• _EXERCISE_: Summarize the blog entries below in three sentences.

That evening we went out to dinner with four more friends at a wonderful vegetarian Indian restaurant called Udopi. These other friends are all college friends of Moonshot who ended up in Minneapolis together. I’m not sure how often they’ll come up in my stories, so I’m going to cop out on their nicknames and just call one couple Cheryl and Matt and the other couple Josh and Gail. I shall call them this because these really are their names. Matt is a hard working professional type whose career forever eludes my memory no matter how often I ask and Cheryl is an eerily driven grad student. They are pleasant people and warm hearted, but the type of people you are loath to make a good fart joke around. Josh and Gail are members of a Christian rock band and had to leave early since Josh had to fly to Mexico in the morning for a house building mission trip. He is soft-spoken and kind and sang at our wedding. Gail is the wonderfully exuberant type of person who during dinner, made a good fart joke around Matt and Cheryl and was the first to loudly guess “you got a ski enema” when Moonshot was reluctant to disclose the exact reason she didn’t like water skiing. Hats off to Gail!

After dinner the groups (sans Josh and Gail) went to the Wild Roast coffee shop at Cheryl’s suggestion. We ate desert and drank strong coffee while discussing nostalgic films of our youth that sadly did not stand the test of time. Cheryl and Matt disagreed on whether or not The Last Unicorn fell in this category. Cheryl was sure it was still a classic. Upon hearing that no one else had seen it, she launched into a fifteen minute point by point retelling of the plot with Matt shaking his head sadly beside her in an attempt to distance himself from the story. At the time, I was bewildered and uncomfortable by her conviction to tell the full story in all its detail. However, in retrospect I have to admire her tenacity. And any film that inspires such devotion deserves a spot on my Netflix queue.

Sunday brought us back to Husker and Panache. Our puppy was happy to see us, but sad to leave since he had learned that Panache hands out treats like a vending machine. I have to assume this is a pattern that will be repeated once Pumkin is old enough to be spoiled by the grandparents. We were slightly more sociable this time since we arrived earlier in the evening but were still not quite up to our jovial best due to travel drain.

And today found us back home by 6 or so…just in time for Moonshot to teach her piano lessons and for me to retreat to my office to write this long-winded retelling.

Tuesday, March 21, 2006

Love Thy Neighbor…Expect For That Ass Next Door

My Wife, Moonshot and I like most of our neighbors. I would go so far as to say we really lucked out by moving into their midst here in the Lindenwood University area of Saint Charles. When I first moved in, five years ago, I was concerned about Tom across the street. He admitted to being an avid neighborhood watcher and said that since he often works out of his home during the day, we was able to keep an eye on the kids going to and from the local high school about a block down the road. I inwardly groaned when I heard this…a busy body. However, time has brought me around to Tom’s side. He and his wife, Sabrina give us friendly hellos and chat with us only when we show interest in conversation. Sabrina even came over and fed our canine friend, Arlo, once. And Tom’s neighborhood watching has made him the go-to-guy to keep en eye on our house when we leave for a weekend. Case in point. Two years ago, a storm brought our old front-yard oak tree crashing into the street. We were down at the Lake of the Ozarks with my family for the Fourth of July and so would have had no way of knowing that this tree had snapped the power lines that ran directly over our cars parked along the street. No major damage to the cars, but the power line whipped out the rear windows of my work vehicle and my old Avenger. It was Tom who rushed into the storm with tarps and bungie-cords to save my vehicles. So, while I have no doubt that Tom knows more about my comings and goings than I’m totally comfortable with…I wouldn’t trade his eagle eye for anything.

• _DATA EXTRACT_:
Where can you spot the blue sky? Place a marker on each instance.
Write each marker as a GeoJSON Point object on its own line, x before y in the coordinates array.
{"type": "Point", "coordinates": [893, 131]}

• _FULL OUTPUT_: The writer and Moonshot had dinner with friends at Udopi, then went to the Wild Roast coffee shop, where Cheryl spent fifteen minutes retelling the plot of The Last Unicorn to defend it as a classic. After a Sunday with Husker and Panache, the pair got home in time for Moonshot's piano lessons. In a later entry, the writer explains that Tom, a neighbor across the street who first seemed like a busybody, turned out to be a great help, rushing into a storm with tarps and bungee cords to protect the writer's cars after a fallen oak tree brought down power lines while the couple was away.